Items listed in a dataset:
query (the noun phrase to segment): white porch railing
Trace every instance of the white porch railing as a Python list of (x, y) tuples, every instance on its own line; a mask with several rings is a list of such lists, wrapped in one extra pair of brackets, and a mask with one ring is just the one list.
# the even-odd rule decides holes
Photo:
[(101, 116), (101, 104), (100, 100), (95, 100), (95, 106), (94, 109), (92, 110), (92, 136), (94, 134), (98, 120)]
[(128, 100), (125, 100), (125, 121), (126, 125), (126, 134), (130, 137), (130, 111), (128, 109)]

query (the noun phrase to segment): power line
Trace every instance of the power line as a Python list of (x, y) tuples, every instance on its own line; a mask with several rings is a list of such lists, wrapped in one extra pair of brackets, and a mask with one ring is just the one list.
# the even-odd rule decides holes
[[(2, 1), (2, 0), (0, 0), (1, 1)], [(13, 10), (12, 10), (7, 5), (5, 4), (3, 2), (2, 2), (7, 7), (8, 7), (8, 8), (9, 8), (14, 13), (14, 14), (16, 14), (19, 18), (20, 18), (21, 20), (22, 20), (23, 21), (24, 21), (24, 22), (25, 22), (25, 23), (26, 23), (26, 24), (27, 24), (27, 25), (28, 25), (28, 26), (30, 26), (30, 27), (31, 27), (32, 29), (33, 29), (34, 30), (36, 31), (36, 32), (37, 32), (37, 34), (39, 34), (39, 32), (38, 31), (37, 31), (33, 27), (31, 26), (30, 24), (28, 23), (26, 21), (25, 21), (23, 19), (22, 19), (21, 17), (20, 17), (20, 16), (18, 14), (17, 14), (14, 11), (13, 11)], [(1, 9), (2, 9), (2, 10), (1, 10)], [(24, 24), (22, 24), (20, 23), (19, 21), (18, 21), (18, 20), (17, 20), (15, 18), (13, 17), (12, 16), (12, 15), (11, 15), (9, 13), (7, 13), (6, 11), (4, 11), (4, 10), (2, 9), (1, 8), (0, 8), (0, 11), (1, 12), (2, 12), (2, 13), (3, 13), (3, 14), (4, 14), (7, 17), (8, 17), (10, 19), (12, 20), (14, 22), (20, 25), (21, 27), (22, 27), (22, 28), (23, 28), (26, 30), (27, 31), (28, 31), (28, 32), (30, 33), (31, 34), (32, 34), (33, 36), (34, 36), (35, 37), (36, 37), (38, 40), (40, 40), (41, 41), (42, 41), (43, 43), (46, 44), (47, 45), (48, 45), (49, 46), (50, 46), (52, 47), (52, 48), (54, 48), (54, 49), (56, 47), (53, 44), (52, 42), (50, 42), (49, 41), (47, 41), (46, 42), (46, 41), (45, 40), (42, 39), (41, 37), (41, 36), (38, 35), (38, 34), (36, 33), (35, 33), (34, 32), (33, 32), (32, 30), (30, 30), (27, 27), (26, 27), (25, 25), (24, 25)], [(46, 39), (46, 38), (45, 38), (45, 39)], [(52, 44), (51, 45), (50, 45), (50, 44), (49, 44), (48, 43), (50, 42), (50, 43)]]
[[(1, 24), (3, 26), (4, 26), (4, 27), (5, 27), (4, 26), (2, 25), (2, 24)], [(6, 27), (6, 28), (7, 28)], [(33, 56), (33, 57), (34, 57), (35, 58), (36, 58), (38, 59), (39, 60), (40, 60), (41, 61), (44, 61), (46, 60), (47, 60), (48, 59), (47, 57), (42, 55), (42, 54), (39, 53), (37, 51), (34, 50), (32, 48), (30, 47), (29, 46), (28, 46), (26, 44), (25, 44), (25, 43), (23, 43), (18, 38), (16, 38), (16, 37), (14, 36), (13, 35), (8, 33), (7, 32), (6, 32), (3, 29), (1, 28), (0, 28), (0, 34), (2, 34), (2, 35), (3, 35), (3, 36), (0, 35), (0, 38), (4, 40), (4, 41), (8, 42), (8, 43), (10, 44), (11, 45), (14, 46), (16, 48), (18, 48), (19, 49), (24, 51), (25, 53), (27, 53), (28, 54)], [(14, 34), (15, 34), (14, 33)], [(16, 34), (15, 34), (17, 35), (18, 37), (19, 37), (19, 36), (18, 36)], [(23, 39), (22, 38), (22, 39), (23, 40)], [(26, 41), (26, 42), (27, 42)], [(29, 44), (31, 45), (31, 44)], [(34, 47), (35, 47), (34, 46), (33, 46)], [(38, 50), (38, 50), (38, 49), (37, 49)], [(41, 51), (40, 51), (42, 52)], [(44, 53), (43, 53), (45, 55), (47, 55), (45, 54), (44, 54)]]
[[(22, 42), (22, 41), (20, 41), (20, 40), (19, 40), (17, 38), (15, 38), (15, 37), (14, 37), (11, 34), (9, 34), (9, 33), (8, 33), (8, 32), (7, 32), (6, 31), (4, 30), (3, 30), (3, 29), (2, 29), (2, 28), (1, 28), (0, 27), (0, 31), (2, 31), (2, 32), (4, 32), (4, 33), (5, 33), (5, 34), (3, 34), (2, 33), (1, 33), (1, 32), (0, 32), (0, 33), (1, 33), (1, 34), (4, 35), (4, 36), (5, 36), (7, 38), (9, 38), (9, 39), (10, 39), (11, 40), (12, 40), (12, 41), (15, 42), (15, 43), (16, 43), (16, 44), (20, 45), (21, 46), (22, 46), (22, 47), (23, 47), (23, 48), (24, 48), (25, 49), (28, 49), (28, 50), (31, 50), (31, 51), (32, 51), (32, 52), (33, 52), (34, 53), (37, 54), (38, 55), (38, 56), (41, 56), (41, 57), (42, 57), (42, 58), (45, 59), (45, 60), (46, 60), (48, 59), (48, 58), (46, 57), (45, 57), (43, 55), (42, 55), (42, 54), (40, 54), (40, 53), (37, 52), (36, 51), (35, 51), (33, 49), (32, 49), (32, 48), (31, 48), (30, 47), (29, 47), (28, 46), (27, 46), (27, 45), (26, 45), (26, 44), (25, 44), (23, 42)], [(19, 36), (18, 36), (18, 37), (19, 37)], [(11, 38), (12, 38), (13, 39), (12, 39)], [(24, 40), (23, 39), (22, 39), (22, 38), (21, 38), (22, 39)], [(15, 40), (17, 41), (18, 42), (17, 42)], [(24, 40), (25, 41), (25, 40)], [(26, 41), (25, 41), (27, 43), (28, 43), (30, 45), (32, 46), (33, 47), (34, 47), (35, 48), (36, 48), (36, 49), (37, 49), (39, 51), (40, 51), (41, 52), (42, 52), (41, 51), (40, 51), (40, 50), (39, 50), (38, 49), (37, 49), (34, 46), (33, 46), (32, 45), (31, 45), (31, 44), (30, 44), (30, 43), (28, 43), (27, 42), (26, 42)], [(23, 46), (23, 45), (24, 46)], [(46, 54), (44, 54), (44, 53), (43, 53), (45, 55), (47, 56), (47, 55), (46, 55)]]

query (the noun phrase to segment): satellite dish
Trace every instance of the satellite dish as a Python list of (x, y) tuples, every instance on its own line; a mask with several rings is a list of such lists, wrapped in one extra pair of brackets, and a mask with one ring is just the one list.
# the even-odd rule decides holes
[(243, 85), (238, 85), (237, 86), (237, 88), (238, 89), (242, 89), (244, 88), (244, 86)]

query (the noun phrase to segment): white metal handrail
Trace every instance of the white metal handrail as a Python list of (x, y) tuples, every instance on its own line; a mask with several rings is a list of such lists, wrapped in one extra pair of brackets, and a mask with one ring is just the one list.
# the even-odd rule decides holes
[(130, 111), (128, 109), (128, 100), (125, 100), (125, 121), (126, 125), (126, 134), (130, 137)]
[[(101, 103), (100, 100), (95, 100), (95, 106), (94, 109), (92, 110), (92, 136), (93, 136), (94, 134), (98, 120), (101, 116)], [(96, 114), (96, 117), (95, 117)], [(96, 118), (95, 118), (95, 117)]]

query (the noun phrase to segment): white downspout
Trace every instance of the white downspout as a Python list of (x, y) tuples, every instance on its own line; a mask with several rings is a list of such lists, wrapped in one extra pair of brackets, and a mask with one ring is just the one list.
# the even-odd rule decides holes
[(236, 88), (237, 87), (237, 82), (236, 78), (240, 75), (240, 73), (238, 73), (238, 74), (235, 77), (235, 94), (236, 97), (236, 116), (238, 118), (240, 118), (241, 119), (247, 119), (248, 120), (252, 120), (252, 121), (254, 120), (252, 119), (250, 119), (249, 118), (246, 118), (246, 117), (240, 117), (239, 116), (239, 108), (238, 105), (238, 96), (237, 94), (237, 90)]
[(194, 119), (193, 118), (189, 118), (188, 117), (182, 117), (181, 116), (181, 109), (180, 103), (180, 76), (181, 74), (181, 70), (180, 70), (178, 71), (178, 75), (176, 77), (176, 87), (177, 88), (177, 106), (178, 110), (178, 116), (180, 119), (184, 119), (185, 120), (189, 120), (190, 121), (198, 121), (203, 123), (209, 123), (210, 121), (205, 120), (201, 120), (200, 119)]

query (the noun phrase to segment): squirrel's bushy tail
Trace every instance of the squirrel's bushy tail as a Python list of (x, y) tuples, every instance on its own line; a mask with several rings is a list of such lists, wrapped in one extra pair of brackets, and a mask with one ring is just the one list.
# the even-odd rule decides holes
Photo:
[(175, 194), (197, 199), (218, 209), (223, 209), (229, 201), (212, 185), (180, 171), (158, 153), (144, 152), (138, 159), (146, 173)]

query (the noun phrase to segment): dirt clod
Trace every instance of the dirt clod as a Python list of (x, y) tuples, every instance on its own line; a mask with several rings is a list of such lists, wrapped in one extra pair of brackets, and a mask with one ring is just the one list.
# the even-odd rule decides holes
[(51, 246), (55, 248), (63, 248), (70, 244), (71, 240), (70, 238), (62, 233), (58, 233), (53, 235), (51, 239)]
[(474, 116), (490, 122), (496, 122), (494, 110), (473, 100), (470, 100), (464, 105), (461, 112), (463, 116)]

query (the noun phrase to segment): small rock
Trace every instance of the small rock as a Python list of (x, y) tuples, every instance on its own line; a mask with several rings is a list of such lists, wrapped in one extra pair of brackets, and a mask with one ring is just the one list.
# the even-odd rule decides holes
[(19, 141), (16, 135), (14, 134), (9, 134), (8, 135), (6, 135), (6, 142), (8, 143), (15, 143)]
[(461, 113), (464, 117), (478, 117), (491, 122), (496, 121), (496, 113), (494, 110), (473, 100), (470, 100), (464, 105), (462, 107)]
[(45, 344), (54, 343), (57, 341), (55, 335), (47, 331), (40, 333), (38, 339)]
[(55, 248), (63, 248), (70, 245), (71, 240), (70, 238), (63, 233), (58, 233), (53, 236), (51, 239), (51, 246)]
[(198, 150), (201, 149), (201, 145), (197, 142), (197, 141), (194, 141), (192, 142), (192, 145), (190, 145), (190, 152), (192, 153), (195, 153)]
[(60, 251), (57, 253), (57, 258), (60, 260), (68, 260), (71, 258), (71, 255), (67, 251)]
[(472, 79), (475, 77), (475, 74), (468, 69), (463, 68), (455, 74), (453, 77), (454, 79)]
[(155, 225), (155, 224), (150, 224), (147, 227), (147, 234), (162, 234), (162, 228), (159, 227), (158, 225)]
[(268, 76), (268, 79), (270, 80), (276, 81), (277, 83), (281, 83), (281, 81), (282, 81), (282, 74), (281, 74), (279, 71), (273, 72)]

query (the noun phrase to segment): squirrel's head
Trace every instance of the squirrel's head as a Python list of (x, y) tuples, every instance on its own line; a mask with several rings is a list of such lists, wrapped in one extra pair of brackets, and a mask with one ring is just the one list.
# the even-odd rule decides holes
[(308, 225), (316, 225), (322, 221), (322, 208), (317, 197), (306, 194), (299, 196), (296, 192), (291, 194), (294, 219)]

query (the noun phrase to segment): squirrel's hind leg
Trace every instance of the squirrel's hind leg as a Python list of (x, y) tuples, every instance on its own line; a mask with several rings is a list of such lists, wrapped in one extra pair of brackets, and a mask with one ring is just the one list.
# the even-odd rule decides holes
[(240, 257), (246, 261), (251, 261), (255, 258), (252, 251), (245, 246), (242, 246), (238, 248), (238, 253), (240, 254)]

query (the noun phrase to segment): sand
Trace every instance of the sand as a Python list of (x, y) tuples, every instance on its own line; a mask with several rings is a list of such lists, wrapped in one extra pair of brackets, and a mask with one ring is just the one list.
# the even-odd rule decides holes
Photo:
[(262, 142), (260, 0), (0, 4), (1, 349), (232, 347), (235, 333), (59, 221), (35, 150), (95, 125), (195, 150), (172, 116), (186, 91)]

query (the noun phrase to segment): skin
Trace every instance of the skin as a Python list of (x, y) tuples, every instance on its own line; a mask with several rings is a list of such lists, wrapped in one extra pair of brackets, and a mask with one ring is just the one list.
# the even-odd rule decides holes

| THE EXERCISE |
Reproduce the lines starting at the very first line and ending at the line that contains "Trace every instance of the white porch", including both.

| SOLUTION TO THIS PROBLEM |
query (the noun phrase to segment): white porch railing
Trace every instance of the white porch railing as a Python list of (x, y) tuples, every instance on its own line; a mask with several rings is a list of such lists, wrapped in one extra pair of brackets, and a mask with one ring is just the one list.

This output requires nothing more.